## Trecho apresentado
--

Legendre – mesmo como advogado de defesa de Lortie – pediu que ele não fosse declarado inimputável, pois essa era a única maneira de salvar a humanidade do agressor que, ao atacar a encarnação da Lei, estava a desfazer – como os nazistas – a referência ordenadora da subjetividade, o lugar da Lei, de uma função paterna que figura como os poderes públicos encarnam na vida civil. O pacto de convivência se desfazia daquele modo, por isso era urgente restaurar certa legalidade que funcionava, tal qual um pai oferece a um filho, como o último recurso que o sustentava, como um arnês que o segurava ante o abismo.
Neste domingo, enquanto eu estava distraído, hordas bárbaras invadiram as paisagens cuidadosamente pensadas por Burle Marx, profanaram os edifícios projetados por Niemeyer, transformaram Brasília em um postal fantasmagórico da barbárie. Uma barbárie que estava lá, no reverso da civilização, do outro lado da fronteira.

--

## Extrato de registros
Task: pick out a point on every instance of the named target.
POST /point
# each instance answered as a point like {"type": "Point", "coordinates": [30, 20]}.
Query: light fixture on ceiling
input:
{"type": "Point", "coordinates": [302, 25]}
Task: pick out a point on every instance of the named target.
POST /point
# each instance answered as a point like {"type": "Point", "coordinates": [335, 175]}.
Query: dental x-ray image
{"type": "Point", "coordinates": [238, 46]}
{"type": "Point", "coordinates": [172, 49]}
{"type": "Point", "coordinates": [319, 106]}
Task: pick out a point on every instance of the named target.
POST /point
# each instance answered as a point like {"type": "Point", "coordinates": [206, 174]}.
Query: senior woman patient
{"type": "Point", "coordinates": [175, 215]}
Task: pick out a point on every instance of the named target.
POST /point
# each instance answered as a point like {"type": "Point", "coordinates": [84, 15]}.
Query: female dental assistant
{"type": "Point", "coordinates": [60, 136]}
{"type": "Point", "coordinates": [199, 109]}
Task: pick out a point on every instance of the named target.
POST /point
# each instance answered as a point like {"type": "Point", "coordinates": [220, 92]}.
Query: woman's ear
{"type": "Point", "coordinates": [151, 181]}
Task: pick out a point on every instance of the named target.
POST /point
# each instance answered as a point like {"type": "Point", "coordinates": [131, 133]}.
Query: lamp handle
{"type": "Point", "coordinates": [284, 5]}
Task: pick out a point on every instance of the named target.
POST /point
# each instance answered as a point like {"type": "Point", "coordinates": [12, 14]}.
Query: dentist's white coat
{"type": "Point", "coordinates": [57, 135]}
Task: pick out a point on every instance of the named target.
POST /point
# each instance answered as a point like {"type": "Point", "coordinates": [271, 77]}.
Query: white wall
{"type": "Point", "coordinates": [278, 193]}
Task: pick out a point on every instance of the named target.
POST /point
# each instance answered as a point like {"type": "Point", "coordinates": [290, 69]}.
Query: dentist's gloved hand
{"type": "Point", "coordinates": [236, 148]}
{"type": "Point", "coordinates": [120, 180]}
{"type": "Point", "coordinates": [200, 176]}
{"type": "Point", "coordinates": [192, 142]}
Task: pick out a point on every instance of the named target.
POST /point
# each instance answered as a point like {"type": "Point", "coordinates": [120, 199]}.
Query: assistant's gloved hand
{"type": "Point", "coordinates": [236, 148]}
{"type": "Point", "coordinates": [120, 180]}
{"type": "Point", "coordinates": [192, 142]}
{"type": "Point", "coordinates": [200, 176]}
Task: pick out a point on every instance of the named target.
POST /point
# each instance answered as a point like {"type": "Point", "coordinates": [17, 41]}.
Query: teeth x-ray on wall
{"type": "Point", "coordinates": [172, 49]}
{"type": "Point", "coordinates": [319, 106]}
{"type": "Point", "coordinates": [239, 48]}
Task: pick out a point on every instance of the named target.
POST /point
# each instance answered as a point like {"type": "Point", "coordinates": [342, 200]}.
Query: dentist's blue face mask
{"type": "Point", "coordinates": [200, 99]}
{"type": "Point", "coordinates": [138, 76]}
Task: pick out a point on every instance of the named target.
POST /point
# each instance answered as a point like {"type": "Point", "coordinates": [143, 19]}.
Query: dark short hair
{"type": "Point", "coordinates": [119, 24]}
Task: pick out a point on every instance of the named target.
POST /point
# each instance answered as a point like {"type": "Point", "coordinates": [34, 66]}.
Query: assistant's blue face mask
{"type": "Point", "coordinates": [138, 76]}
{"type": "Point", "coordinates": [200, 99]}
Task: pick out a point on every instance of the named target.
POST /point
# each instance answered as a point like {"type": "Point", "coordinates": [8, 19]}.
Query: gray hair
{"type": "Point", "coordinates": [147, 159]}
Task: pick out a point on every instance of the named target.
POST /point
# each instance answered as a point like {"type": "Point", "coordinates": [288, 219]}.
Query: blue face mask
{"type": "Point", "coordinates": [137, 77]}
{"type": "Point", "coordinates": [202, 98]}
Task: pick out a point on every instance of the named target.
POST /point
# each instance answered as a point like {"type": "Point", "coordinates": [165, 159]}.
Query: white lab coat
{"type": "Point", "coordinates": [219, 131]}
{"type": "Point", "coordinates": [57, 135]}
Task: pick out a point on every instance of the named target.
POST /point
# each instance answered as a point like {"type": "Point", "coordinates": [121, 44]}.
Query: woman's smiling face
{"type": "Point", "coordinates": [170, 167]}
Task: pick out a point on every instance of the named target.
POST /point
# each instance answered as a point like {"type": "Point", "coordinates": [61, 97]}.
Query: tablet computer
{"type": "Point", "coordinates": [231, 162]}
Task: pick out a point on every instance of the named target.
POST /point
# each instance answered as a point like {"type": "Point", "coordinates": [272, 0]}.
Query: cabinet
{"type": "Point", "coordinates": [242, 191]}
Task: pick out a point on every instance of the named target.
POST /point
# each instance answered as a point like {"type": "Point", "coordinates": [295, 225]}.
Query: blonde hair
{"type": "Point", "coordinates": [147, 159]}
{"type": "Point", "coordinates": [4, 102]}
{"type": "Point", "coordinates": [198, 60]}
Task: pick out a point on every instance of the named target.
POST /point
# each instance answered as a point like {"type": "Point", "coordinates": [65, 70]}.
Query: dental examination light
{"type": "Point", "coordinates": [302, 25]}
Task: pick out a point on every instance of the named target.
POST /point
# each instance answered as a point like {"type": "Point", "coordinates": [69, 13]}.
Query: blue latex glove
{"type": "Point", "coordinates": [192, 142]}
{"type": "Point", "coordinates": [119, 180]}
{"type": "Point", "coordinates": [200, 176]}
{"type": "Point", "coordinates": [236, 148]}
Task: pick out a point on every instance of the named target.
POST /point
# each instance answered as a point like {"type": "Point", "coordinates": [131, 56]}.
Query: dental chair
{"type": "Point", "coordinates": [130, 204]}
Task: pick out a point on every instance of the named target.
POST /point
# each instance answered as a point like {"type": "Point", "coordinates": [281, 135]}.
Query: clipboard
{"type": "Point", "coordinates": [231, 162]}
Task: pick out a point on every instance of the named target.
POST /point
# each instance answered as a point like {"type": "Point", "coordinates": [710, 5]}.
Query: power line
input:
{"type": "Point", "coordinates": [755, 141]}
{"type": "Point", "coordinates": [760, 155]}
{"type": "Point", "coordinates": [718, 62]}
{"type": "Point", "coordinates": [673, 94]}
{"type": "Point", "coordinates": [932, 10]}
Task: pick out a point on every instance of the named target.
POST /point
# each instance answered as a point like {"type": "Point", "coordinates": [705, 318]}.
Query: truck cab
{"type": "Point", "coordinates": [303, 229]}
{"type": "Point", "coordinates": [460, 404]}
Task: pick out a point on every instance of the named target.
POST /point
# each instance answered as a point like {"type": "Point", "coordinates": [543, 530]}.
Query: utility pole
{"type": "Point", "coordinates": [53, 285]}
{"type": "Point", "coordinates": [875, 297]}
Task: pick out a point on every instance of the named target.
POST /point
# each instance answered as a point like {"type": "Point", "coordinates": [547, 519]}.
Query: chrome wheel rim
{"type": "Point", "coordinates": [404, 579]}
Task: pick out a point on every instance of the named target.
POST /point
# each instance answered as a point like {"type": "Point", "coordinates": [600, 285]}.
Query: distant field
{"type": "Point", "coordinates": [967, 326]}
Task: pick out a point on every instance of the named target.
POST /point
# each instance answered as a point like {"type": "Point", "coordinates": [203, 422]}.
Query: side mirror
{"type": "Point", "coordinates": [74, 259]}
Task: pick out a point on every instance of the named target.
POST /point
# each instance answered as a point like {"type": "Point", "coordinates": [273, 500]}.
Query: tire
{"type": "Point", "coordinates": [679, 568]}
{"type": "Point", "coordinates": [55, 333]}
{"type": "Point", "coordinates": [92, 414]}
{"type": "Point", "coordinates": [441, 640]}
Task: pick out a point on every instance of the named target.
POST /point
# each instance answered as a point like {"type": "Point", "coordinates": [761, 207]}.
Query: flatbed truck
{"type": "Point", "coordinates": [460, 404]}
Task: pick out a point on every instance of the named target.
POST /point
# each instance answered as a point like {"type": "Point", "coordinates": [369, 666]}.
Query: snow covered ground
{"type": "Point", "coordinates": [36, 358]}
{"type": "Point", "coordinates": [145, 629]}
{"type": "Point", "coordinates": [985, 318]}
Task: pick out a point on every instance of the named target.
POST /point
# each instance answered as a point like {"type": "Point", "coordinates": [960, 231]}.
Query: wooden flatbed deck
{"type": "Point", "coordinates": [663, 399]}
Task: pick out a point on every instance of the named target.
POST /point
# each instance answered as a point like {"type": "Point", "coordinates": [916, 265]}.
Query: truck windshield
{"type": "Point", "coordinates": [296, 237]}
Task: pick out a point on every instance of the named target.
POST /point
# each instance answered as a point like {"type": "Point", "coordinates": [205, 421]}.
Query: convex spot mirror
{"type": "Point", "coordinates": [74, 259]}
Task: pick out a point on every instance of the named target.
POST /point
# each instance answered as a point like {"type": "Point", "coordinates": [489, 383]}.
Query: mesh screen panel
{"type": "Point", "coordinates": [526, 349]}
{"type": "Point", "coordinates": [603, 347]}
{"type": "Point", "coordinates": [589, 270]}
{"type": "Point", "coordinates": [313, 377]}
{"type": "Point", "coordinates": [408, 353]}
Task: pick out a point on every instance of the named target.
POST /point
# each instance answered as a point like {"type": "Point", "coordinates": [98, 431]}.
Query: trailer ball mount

--

## Tarefa indicada
Repita, sem qualquer alteração, a parte do trecho apresentado que se inicia com as palavras que contêm "Neste domingo, enquanto" e se encerra com "lado da fronteira.". Os registros não guardam relação com o trecho apresentado.

## Resposta completa
Neste domingo, enquanto eu estava distraído, hordas bárbaras invadiram as paisagens cuidadosamente pensadas por Burle Marx, profanaram os edifícios projetados por Niemeyer, transformaram Brasília em um postal fantasmagórico da barbárie. Uma barbárie que estava lá, no reverso da civilização, do outro lado da fronteira.